▸ THE TASK
The lines from the top of the records below through the one containing "Spot the outdoor wall" are to be transcribed exactly, and nothing else is to be added.

▸ ENTRIES SUPPLIED
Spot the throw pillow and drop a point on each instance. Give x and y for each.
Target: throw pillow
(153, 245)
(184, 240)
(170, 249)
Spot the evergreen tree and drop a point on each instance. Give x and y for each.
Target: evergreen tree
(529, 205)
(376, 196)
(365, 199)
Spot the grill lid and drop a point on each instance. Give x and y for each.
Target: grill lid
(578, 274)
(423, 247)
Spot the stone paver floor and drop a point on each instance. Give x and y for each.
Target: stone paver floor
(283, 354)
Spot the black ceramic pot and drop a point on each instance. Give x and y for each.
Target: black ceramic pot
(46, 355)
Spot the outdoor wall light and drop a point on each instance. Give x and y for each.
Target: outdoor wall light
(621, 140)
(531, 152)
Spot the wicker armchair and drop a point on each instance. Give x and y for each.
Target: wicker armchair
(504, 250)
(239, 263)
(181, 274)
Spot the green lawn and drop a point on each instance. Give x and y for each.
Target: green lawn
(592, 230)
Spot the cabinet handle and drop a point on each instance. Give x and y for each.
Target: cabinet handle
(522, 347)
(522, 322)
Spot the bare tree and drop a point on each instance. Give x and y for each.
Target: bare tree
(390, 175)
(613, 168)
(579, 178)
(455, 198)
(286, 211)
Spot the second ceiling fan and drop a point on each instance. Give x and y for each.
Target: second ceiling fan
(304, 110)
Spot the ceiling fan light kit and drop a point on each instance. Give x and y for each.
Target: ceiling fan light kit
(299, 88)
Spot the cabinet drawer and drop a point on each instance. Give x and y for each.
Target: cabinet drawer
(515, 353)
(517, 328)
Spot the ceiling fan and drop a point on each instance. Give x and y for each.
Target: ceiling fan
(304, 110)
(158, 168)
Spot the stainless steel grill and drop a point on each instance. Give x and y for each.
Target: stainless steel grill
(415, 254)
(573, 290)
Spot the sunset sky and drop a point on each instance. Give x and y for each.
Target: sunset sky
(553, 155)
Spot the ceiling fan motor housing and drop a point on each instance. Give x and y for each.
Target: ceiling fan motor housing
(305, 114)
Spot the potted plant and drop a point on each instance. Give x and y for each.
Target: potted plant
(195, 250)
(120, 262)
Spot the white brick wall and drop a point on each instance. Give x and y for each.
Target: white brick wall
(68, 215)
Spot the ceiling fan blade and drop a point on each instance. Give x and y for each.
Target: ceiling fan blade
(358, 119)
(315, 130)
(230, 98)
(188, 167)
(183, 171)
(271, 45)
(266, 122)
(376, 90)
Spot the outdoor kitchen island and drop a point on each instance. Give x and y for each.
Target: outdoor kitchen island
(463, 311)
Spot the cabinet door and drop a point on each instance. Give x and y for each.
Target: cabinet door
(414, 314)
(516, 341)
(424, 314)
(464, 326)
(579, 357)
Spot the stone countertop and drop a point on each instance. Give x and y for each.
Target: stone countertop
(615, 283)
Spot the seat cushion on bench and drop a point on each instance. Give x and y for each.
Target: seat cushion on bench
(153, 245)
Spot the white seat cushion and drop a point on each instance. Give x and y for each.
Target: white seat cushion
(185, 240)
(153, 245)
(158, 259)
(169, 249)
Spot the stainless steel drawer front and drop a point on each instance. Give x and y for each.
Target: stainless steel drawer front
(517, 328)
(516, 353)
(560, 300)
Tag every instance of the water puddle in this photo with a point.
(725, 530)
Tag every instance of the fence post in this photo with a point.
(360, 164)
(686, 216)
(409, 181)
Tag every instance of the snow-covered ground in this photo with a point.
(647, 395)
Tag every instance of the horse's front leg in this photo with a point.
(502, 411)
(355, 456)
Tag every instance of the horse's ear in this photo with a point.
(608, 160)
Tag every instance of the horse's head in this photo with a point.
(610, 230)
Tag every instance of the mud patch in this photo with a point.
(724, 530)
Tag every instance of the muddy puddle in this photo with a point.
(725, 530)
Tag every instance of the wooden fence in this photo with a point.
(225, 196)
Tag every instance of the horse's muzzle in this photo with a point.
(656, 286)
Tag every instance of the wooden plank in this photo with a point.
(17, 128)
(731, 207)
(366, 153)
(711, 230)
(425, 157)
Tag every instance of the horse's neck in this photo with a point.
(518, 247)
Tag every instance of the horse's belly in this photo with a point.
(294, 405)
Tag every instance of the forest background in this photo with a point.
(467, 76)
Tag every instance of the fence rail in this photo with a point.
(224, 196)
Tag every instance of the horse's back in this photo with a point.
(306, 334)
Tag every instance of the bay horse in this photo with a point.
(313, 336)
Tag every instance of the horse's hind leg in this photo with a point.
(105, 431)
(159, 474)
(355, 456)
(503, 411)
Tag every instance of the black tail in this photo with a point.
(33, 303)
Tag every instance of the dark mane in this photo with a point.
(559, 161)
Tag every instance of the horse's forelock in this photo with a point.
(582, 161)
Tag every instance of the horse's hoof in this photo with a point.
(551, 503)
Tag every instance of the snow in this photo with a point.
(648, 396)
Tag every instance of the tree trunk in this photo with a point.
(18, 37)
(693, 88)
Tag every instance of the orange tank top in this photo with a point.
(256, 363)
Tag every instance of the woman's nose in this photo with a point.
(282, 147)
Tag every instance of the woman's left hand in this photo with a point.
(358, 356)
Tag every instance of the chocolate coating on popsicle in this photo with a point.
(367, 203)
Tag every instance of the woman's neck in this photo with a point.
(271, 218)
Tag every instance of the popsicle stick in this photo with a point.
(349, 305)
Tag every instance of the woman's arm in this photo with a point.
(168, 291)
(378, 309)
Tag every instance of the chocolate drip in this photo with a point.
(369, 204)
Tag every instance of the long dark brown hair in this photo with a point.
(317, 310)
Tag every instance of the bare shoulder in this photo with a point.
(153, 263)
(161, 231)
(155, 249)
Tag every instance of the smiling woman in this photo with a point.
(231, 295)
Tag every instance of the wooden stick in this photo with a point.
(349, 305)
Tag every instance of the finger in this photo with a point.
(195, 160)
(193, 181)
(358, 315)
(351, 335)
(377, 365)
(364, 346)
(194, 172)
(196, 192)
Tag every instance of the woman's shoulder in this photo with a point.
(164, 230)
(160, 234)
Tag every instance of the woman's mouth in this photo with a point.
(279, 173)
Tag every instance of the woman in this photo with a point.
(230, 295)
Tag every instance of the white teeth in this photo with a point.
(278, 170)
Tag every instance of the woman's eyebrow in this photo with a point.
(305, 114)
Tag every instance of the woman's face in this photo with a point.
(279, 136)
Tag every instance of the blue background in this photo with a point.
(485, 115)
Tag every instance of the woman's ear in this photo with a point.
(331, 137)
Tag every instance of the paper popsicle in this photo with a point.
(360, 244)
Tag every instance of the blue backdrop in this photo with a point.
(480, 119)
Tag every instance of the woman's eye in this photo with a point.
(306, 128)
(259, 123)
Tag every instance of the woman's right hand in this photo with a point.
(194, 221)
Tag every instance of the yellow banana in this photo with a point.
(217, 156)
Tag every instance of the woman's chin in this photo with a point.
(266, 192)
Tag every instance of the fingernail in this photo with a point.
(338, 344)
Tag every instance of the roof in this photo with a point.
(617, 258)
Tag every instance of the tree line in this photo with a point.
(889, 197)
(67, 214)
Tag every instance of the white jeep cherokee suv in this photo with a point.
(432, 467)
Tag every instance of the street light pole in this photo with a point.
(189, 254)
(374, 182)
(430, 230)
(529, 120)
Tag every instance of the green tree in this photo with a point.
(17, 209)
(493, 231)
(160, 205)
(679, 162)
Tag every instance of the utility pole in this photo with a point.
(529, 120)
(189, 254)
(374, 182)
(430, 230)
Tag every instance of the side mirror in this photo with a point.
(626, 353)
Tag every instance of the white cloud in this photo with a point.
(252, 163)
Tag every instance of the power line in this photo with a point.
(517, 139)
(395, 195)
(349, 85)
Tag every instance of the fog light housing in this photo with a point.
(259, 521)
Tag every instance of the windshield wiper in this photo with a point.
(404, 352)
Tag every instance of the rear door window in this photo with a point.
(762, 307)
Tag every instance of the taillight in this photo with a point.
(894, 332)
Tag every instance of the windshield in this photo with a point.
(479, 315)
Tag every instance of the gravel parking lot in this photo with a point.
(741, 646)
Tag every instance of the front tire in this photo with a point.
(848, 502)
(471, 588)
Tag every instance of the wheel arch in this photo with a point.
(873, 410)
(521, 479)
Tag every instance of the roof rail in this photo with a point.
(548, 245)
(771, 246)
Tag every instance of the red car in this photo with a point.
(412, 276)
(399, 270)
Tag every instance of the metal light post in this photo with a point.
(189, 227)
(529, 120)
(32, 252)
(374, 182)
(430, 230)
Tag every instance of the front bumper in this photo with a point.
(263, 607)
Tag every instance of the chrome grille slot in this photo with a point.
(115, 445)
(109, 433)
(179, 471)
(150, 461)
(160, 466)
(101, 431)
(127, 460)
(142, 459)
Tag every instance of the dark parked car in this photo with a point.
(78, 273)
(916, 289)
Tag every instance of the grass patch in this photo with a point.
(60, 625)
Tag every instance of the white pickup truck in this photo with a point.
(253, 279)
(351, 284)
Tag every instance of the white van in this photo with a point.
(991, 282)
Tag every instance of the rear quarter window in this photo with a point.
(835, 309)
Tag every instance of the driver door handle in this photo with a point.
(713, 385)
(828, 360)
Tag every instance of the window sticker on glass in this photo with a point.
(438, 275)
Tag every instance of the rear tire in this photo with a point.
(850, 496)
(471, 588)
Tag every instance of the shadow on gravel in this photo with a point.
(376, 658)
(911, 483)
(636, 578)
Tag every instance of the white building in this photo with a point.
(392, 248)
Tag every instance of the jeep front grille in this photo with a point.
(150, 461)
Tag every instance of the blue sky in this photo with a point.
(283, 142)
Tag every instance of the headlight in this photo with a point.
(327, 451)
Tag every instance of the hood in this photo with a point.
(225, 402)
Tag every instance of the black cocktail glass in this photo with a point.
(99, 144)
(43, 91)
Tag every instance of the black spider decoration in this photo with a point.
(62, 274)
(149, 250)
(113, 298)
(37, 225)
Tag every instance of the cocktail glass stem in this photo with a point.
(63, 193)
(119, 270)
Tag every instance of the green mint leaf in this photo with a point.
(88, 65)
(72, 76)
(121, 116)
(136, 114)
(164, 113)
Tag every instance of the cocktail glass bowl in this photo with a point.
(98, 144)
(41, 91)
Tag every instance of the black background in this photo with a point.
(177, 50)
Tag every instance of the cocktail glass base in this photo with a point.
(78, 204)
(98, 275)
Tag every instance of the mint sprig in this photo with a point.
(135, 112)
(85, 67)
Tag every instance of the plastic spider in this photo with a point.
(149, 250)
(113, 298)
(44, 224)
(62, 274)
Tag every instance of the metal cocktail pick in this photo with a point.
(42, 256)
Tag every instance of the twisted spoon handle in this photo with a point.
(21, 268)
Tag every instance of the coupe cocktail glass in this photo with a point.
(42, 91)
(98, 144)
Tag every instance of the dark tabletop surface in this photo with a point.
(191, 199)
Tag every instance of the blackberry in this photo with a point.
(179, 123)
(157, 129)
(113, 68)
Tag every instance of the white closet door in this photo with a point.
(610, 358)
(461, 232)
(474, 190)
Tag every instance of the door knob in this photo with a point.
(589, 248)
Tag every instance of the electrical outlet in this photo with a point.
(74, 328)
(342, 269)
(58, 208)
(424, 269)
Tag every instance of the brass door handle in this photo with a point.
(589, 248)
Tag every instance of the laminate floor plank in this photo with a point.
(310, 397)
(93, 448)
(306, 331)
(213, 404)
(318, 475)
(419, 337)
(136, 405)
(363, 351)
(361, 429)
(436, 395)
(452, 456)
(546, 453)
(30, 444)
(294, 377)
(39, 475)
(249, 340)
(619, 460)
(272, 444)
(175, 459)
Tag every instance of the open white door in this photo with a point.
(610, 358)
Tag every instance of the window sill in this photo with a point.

▸ RESULT FOR THIS TASK
Spot the throw pillow and drop a point on each instance. Give x and y for each.
Target: throw pillow
(153, 245)
(184, 240)
(170, 249)
Spot the evergreen tree and drop a point on each instance. Give x and y for each.
Target: evergreen tree
(529, 205)
(376, 196)
(365, 199)
Spot the grill lid and drop a point on each instance. Give x and y for each.
Target: grill lid
(578, 274)
(423, 247)
Spot the stone paver floor and drop a point on each instance. Give x and y for each.
Target: stone paver floor
(283, 354)
Spot the black ceramic pot and drop a point on each instance. Give x and y for each.
Target: black ceramic pot
(46, 355)
Spot the outdoor wall light and drop a point on each instance. Give x and y for each.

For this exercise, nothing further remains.